*** Excerpted passage Section Begins ***
He went to Davidson College in North Carolina to pursue math and science, but ended up taking more psychology and philosophy classes – perhaps foreshadowing his later interest in Meltzoff’s research. After graduating with a bachelor’s in psychology, Harris spent about five years as a research assistant for a multidisciplinary home visiting program that delivered family and infant education services to 33 counties in Appalachia.
Wanting to delve deeper into the research behind the clinical work, Harris decided in the mid-1970s to go to graduate school in early childhood special education. Weighing his options of which program to attend, he decided on UW because he regularly saw it cited as a leader in the field.
Early Years in the Meltzoff Lab
In 1978, in a class during the final year of his master’s degree at UW, an intriguing opportunity arose. Harris met a new psychology faculty member who was earning recognition for his work on infant learning and neonatal imitation.
That new faculty member was Meltzoff, who gave a guest lecture in Harris’ class.
“It blew me away,” Harris said of hearing Meltzoff describe the 1977 study (click for pdf), published in Science. “He was showing something that Piaget said didn’t happen in babies until age 1.”
*** Excerpted passage Section Ends ***
*** Data extract Section Begins ***
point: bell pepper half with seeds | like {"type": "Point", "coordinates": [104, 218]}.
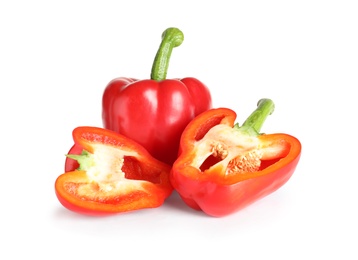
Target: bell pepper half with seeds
{"type": "Point", "coordinates": [113, 174]}
{"type": "Point", "coordinates": [223, 167]}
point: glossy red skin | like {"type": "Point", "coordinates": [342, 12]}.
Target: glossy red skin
{"type": "Point", "coordinates": [141, 166]}
{"type": "Point", "coordinates": [154, 113]}
{"type": "Point", "coordinates": [71, 164]}
{"type": "Point", "coordinates": [218, 196]}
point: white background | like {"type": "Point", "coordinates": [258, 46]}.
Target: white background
{"type": "Point", "coordinates": [56, 57]}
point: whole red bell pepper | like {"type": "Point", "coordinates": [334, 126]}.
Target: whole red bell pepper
{"type": "Point", "coordinates": [223, 168]}
{"type": "Point", "coordinates": [154, 112]}
{"type": "Point", "coordinates": [115, 175]}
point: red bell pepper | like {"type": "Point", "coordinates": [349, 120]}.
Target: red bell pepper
{"type": "Point", "coordinates": [154, 112]}
{"type": "Point", "coordinates": [223, 168]}
{"type": "Point", "coordinates": [115, 175]}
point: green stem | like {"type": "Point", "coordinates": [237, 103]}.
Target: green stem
{"type": "Point", "coordinates": [171, 38]}
{"type": "Point", "coordinates": [85, 159]}
{"type": "Point", "coordinates": [254, 122]}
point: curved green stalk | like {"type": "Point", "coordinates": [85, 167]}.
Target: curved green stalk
{"type": "Point", "coordinates": [171, 38]}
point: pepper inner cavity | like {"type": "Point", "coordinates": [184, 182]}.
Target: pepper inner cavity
{"type": "Point", "coordinates": [224, 146]}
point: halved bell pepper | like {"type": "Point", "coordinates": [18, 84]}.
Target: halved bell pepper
{"type": "Point", "coordinates": [223, 167]}
{"type": "Point", "coordinates": [115, 174]}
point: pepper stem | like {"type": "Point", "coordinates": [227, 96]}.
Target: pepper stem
{"type": "Point", "coordinates": [171, 38]}
{"type": "Point", "coordinates": [254, 122]}
{"type": "Point", "coordinates": [85, 160]}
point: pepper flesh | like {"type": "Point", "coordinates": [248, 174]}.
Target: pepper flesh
{"type": "Point", "coordinates": [155, 111]}
{"type": "Point", "coordinates": [115, 175]}
{"type": "Point", "coordinates": [221, 170]}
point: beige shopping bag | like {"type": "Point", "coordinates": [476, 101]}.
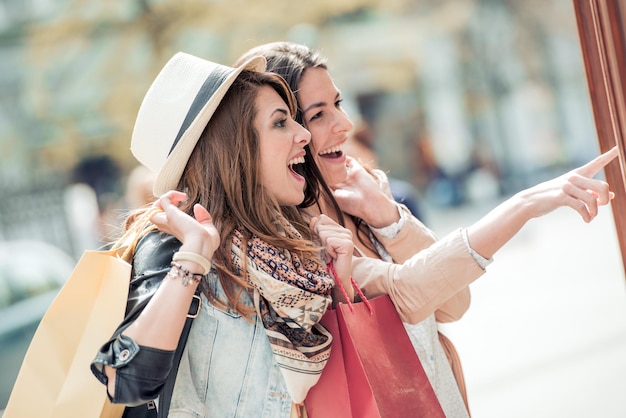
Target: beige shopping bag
{"type": "Point", "coordinates": [55, 380]}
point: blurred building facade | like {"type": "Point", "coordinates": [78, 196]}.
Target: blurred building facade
{"type": "Point", "coordinates": [468, 98]}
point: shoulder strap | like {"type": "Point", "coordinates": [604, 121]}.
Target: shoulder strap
{"type": "Point", "coordinates": [166, 393]}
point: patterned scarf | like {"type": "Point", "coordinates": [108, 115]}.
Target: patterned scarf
{"type": "Point", "coordinates": [290, 296]}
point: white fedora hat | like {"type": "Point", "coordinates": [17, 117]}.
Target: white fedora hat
{"type": "Point", "coordinates": [175, 111]}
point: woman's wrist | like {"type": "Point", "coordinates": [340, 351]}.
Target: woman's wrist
{"type": "Point", "coordinates": [392, 229]}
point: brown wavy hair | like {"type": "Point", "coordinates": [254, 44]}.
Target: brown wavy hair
{"type": "Point", "coordinates": [290, 60]}
{"type": "Point", "coordinates": [223, 174]}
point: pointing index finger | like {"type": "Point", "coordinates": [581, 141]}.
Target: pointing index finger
{"type": "Point", "coordinates": [592, 167]}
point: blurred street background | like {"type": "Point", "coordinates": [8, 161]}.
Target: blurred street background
{"type": "Point", "coordinates": [461, 102]}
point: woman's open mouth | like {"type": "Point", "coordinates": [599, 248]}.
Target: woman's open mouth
{"type": "Point", "coordinates": [334, 152]}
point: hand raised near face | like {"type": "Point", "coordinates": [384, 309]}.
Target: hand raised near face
{"type": "Point", "coordinates": [197, 233]}
{"type": "Point", "coordinates": [366, 195]}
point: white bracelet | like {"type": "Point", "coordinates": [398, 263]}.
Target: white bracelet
{"type": "Point", "coordinates": [194, 258]}
{"type": "Point", "coordinates": [390, 231]}
{"type": "Point", "coordinates": [480, 260]}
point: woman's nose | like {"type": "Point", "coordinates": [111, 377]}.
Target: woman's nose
{"type": "Point", "coordinates": [342, 122]}
{"type": "Point", "coordinates": [302, 136]}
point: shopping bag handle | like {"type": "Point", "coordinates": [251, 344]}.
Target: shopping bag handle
{"type": "Point", "coordinates": [331, 269]}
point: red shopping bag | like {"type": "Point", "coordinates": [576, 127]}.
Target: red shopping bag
{"type": "Point", "coordinates": [330, 396]}
{"type": "Point", "coordinates": [373, 370]}
{"type": "Point", "coordinates": [385, 377]}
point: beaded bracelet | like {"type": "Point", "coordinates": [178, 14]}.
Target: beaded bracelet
{"type": "Point", "coordinates": [178, 271]}
{"type": "Point", "coordinates": [195, 258]}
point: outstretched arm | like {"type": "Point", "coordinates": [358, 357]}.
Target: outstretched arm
{"type": "Point", "coordinates": [576, 189]}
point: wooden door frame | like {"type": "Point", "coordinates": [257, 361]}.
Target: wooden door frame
{"type": "Point", "coordinates": [602, 32]}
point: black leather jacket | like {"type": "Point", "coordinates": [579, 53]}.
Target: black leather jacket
{"type": "Point", "coordinates": [143, 373]}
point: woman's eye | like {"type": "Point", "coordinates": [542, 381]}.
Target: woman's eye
{"type": "Point", "coordinates": [316, 116]}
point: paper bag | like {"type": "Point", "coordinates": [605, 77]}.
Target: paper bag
{"type": "Point", "coordinates": [55, 380]}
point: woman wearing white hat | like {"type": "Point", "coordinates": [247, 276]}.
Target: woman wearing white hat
{"type": "Point", "coordinates": [226, 153]}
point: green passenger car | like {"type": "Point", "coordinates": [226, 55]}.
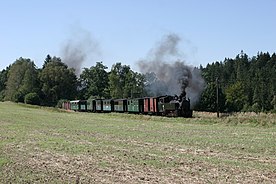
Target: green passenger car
{"type": "Point", "coordinates": [108, 105]}
{"type": "Point", "coordinates": [135, 105]}
{"type": "Point", "coordinates": [120, 105]}
{"type": "Point", "coordinates": [78, 105]}
{"type": "Point", "coordinates": [91, 105]}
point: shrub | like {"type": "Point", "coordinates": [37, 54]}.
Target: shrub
{"type": "Point", "coordinates": [32, 98]}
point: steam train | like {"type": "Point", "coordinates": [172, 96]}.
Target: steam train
{"type": "Point", "coordinates": [172, 106]}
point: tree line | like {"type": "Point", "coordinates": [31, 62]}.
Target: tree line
{"type": "Point", "coordinates": [243, 83]}
{"type": "Point", "coordinates": [24, 82]}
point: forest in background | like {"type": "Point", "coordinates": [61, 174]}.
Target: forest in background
{"type": "Point", "coordinates": [244, 83]}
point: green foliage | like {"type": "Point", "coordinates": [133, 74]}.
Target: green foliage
{"type": "Point", "coordinates": [249, 84]}
{"type": "Point", "coordinates": [58, 82]}
{"type": "Point", "coordinates": [32, 98]}
{"type": "Point", "coordinates": [209, 98]}
{"type": "Point", "coordinates": [22, 79]}
{"type": "Point", "coordinates": [235, 97]}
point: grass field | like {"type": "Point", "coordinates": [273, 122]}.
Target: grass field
{"type": "Point", "coordinates": [44, 145]}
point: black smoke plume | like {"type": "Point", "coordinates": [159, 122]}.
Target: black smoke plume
{"type": "Point", "coordinates": [77, 50]}
{"type": "Point", "coordinates": [168, 75]}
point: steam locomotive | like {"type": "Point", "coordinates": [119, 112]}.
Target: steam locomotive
{"type": "Point", "coordinates": [173, 106]}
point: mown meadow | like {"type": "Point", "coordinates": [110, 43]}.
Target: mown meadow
{"type": "Point", "coordinates": [47, 145]}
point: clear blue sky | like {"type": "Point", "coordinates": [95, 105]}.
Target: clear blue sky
{"type": "Point", "coordinates": [125, 30]}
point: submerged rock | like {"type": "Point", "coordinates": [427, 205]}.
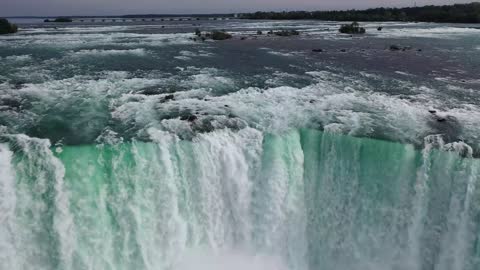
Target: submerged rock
{"type": "Point", "coordinates": [189, 118]}
{"type": "Point", "coordinates": [63, 19]}
{"type": "Point", "coordinates": [220, 35]}
{"type": "Point", "coordinates": [395, 48]}
{"type": "Point", "coordinates": [353, 28]}
{"type": "Point", "coordinates": [6, 27]}
{"type": "Point", "coordinates": [287, 33]}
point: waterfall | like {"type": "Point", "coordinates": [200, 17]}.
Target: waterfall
{"type": "Point", "coordinates": [302, 199]}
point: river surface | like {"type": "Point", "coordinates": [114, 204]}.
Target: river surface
{"type": "Point", "coordinates": [131, 145]}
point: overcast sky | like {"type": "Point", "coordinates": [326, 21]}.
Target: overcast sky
{"type": "Point", "coordinates": [120, 7]}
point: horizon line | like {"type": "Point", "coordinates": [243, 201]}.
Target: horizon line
{"type": "Point", "coordinates": [224, 13]}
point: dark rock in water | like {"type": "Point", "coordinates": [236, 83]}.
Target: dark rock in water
{"type": "Point", "coordinates": [6, 27]}
{"type": "Point", "coordinates": [18, 85]}
{"type": "Point", "coordinates": [399, 48]}
{"type": "Point", "coordinates": [189, 118]}
{"type": "Point", "coordinates": [11, 103]}
{"type": "Point", "coordinates": [446, 125]}
{"type": "Point", "coordinates": [198, 33]}
{"type": "Point", "coordinates": [353, 28]}
{"type": "Point", "coordinates": [287, 33]}
{"type": "Point", "coordinates": [395, 48]}
{"type": "Point", "coordinates": [64, 19]}
{"type": "Point", "coordinates": [150, 92]}
{"type": "Point", "coordinates": [219, 35]}
{"type": "Point", "coordinates": [441, 119]}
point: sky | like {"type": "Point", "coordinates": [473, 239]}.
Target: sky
{"type": "Point", "coordinates": [9, 8]}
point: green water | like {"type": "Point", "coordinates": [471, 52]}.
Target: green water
{"type": "Point", "coordinates": [302, 199]}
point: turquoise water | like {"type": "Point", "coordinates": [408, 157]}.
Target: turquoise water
{"type": "Point", "coordinates": [301, 200]}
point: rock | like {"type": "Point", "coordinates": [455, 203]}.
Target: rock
{"type": "Point", "coordinates": [395, 48]}
{"type": "Point", "coordinates": [189, 118]}
{"type": "Point", "coordinates": [353, 28]}
{"type": "Point", "coordinates": [287, 33]}
{"type": "Point", "coordinates": [64, 19]}
{"type": "Point", "coordinates": [6, 27]}
{"type": "Point", "coordinates": [219, 35]}
{"type": "Point", "coordinates": [198, 33]}
{"type": "Point", "coordinates": [169, 97]}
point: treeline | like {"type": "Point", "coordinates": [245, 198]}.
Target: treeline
{"type": "Point", "coordinates": [458, 13]}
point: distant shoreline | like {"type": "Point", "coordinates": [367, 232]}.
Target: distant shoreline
{"type": "Point", "coordinates": [457, 13]}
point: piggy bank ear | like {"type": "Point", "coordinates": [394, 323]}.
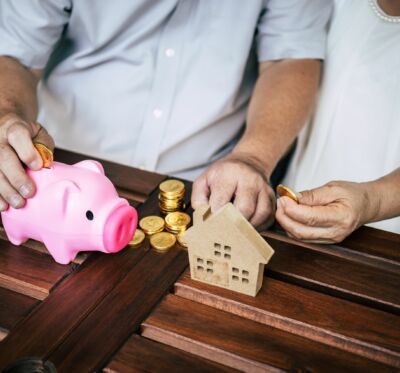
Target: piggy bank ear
{"type": "Point", "coordinates": [91, 165]}
{"type": "Point", "coordinates": [58, 194]}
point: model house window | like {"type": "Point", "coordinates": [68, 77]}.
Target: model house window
{"type": "Point", "coordinates": [200, 262]}
{"type": "Point", "coordinates": [222, 250]}
{"type": "Point", "coordinates": [239, 275]}
{"type": "Point", "coordinates": [217, 249]}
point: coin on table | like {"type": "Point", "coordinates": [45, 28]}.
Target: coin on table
{"type": "Point", "coordinates": [285, 191]}
{"type": "Point", "coordinates": [152, 224]}
{"type": "Point", "coordinates": [177, 220]}
{"type": "Point", "coordinates": [172, 187]}
{"type": "Point", "coordinates": [162, 241]}
{"type": "Point", "coordinates": [137, 239]}
{"type": "Point", "coordinates": [182, 239]}
{"type": "Point", "coordinates": [45, 153]}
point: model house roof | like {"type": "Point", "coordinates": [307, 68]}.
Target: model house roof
{"type": "Point", "coordinates": [228, 214]}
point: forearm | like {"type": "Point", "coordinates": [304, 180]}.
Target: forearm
{"type": "Point", "coordinates": [281, 103]}
{"type": "Point", "coordinates": [18, 89]}
{"type": "Point", "coordinates": [383, 195]}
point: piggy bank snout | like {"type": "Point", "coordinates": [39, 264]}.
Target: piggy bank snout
{"type": "Point", "coordinates": [119, 228]}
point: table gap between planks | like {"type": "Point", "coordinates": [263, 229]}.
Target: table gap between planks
{"type": "Point", "coordinates": [321, 308]}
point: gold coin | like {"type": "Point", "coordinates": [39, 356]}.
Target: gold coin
{"type": "Point", "coordinates": [172, 187]}
{"type": "Point", "coordinates": [45, 153]}
{"type": "Point", "coordinates": [162, 241]}
{"type": "Point", "coordinates": [181, 240]}
{"type": "Point", "coordinates": [177, 220]}
{"type": "Point", "coordinates": [285, 191]}
{"type": "Point", "coordinates": [152, 224]}
{"type": "Point", "coordinates": [137, 239]}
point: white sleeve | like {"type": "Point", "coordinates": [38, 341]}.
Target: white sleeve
{"type": "Point", "coordinates": [293, 29]}
{"type": "Point", "coordinates": [29, 29]}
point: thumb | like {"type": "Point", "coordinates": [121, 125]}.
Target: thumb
{"type": "Point", "coordinates": [315, 197]}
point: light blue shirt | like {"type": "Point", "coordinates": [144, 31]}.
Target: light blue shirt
{"type": "Point", "coordinates": [162, 85]}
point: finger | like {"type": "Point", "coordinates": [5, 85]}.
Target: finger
{"type": "Point", "coordinates": [300, 231]}
{"type": "Point", "coordinates": [19, 138]}
{"type": "Point", "coordinates": [9, 194]}
{"type": "Point", "coordinates": [13, 171]}
{"type": "Point", "coordinates": [246, 200]}
{"type": "Point", "coordinates": [313, 216]}
{"type": "Point", "coordinates": [264, 212]}
{"type": "Point", "coordinates": [200, 192]}
{"type": "Point", "coordinates": [3, 204]}
{"type": "Point", "coordinates": [222, 191]}
{"type": "Point", "coordinates": [316, 197]}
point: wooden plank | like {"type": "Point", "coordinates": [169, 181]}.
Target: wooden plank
{"type": "Point", "coordinates": [334, 275]}
{"type": "Point", "coordinates": [28, 271]}
{"type": "Point", "coordinates": [374, 242]}
{"type": "Point", "coordinates": [138, 183]}
{"type": "Point", "coordinates": [143, 355]}
{"type": "Point", "coordinates": [67, 306]}
{"type": "Point", "coordinates": [383, 262]}
{"type": "Point", "coordinates": [13, 307]}
{"type": "Point", "coordinates": [338, 323]}
{"type": "Point", "coordinates": [122, 310]}
{"type": "Point", "coordinates": [243, 344]}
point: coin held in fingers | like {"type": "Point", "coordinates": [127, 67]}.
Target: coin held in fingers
{"type": "Point", "coordinates": [284, 191]}
{"type": "Point", "coordinates": [45, 153]}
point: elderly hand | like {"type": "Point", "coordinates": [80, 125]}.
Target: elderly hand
{"type": "Point", "coordinates": [16, 146]}
{"type": "Point", "coordinates": [241, 179]}
{"type": "Point", "coordinates": [327, 214]}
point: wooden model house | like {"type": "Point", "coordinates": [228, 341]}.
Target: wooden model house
{"type": "Point", "coordinates": [225, 250]}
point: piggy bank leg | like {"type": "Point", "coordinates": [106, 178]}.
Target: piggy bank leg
{"type": "Point", "coordinates": [13, 233]}
{"type": "Point", "coordinates": [60, 251]}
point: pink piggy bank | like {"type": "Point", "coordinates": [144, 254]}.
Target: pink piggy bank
{"type": "Point", "coordinates": [75, 208]}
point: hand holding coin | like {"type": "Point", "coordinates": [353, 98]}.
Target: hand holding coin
{"type": "Point", "coordinates": [45, 153]}
{"type": "Point", "coordinates": [17, 137]}
{"type": "Point", "coordinates": [326, 214]}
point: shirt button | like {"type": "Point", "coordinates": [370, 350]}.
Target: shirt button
{"type": "Point", "coordinates": [170, 52]}
{"type": "Point", "coordinates": [157, 113]}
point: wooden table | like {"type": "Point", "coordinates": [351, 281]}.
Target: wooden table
{"type": "Point", "coordinates": [321, 308]}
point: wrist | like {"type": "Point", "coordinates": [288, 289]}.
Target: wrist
{"type": "Point", "coordinates": [372, 200]}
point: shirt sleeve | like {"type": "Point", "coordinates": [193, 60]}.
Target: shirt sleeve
{"type": "Point", "coordinates": [29, 29]}
{"type": "Point", "coordinates": [293, 29]}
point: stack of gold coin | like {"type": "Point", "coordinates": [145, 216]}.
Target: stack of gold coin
{"type": "Point", "coordinates": [152, 224]}
{"type": "Point", "coordinates": [162, 241]}
{"type": "Point", "coordinates": [171, 197]}
{"type": "Point", "coordinates": [177, 222]}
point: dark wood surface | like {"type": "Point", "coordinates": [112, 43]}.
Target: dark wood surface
{"type": "Point", "coordinates": [143, 355]}
{"type": "Point", "coordinates": [241, 343]}
{"type": "Point", "coordinates": [321, 308]}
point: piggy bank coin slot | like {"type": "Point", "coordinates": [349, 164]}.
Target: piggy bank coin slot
{"type": "Point", "coordinates": [89, 215]}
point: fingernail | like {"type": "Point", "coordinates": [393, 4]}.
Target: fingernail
{"type": "Point", "coordinates": [34, 165]}
{"type": "Point", "coordinates": [25, 190]}
{"type": "Point", "coordinates": [16, 201]}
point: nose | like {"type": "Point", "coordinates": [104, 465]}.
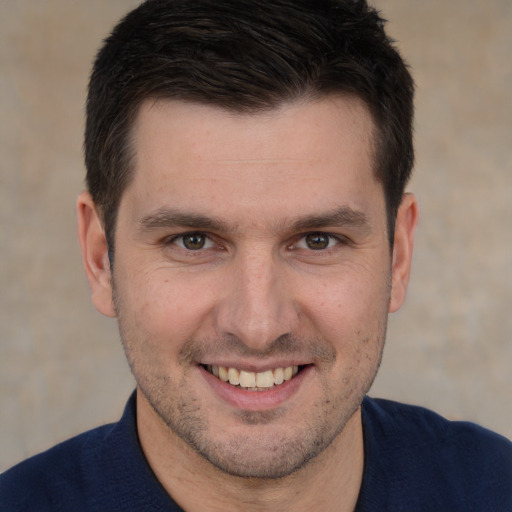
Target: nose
{"type": "Point", "coordinates": [257, 304]}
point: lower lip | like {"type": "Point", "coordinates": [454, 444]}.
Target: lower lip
{"type": "Point", "coordinates": [255, 400]}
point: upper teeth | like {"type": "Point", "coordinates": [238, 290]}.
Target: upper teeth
{"type": "Point", "coordinates": [253, 380]}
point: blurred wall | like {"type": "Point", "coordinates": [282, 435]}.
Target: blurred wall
{"type": "Point", "coordinates": [61, 366]}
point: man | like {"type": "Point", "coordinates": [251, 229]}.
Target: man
{"type": "Point", "coordinates": [246, 223]}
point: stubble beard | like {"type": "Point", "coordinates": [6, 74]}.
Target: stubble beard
{"type": "Point", "coordinates": [253, 454]}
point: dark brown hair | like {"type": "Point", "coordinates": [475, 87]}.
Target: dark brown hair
{"type": "Point", "coordinates": [245, 56]}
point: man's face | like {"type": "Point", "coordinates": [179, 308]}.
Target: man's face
{"type": "Point", "coordinates": [253, 246]}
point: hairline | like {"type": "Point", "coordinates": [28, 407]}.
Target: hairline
{"type": "Point", "coordinates": [128, 150]}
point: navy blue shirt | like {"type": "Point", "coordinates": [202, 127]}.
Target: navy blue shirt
{"type": "Point", "coordinates": [415, 460]}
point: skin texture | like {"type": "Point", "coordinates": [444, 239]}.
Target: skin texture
{"type": "Point", "coordinates": [253, 293]}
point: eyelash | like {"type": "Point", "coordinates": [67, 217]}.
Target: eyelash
{"type": "Point", "coordinates": [340, 240]}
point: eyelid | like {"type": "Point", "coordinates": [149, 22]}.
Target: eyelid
{"type": "Point", "coordinates": [209, 243]}
{"type": "Point", "coordinates": [339, 239]}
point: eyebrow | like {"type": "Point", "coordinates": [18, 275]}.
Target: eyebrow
{"type": "Point", "coordinates": [344, 216]}
{"type": "Point", "coordinates": [172, 218]}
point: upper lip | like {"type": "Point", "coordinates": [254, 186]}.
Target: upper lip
{"type": "Point", "coordinates": [257, 367]}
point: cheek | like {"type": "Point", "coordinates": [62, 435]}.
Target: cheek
{"type": "Point", "coordinates": [164, 307]}
{"type": "Point", "coordinates": [347, 305]}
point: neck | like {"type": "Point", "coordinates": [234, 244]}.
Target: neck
{"type": "Point", "coordinates": [331, 481]}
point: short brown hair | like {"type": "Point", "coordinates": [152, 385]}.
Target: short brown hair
{"type": "Point", "coordinates": [245, 56]}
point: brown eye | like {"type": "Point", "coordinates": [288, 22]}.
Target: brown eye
{"type": "Point", "coordinates": [194, 241]}
{"type": "Point", "coordinates": [317, 241]}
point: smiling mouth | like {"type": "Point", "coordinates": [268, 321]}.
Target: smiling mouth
{"type": "Point", "coordinates": [253, 381]}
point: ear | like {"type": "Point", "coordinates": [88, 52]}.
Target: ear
{"type": "Point", "coordinates": [405, 227]}
{"type": "Point", "coordinates": [95, 254]}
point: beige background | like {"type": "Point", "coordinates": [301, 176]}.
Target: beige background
{"type": "Point", "coordinates": [61, 366]}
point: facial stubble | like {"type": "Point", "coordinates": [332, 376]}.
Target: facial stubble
{"type": "Point", "coordinates": [264, 449]}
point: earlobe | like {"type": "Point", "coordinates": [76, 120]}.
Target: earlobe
{"type": "Point", "coordinates": [95, 254]}
{"type": "Point", "coordinates": [405, 228]}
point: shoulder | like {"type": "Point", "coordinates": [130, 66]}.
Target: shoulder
{"type": "Point", "coordinates": [427, 457]}
{"type": "Point", "coordinates": [58, 472]}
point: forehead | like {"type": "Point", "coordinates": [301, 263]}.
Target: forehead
{"type": "Point", "coordinates": [190, 153]}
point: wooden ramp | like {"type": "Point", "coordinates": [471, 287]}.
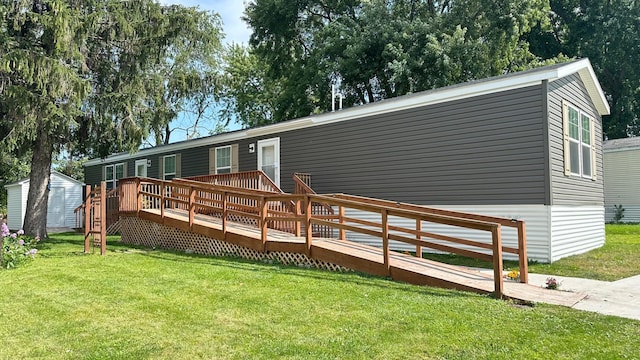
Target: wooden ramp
{"type": "Point", "coordinates": [356, 256]}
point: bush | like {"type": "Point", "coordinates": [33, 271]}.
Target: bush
{"type": "Point", "coordinates": [16, 248]}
*** Data extract Section Ends ***
_Exercise tasks_:
a. Reproduce word for word the part of the excerpt on Harris starting with "He went to Davidson" and going on through "in the field.".
b. Answer these questions using the excerpt on Harris:
(i) Which college in North Carolina did Harris attend?
(ii) How many counties in Appalachia did the home visiting program serve?
(iii) In what year did Harris meet Meltzoff in a class at UW?

_Task-by-task answers_:
a.
He went to Davidson College in North Carolina to pursue math and science, but ended up taking more psychology and philosophy classes – perhaps foreshadowing his later interest in Meltzoff’s research. After graduating with a bachelor’s in psychology, Harris spent about five years as a research assistant for a multidisciplinary home visiting program that delivered family and infant education services to 33 counties in Appalachia.
Wanting to delve deeper into the research behind the clinical work, Harris decided in the mid-1970s to go to graduate school in early childhood special education. Weighing his options of which program to attend, he decided on UW because he regularly saw it cited as a leader in the field.

b.
(i) Davidson College
(ii) 33
(iii) 1978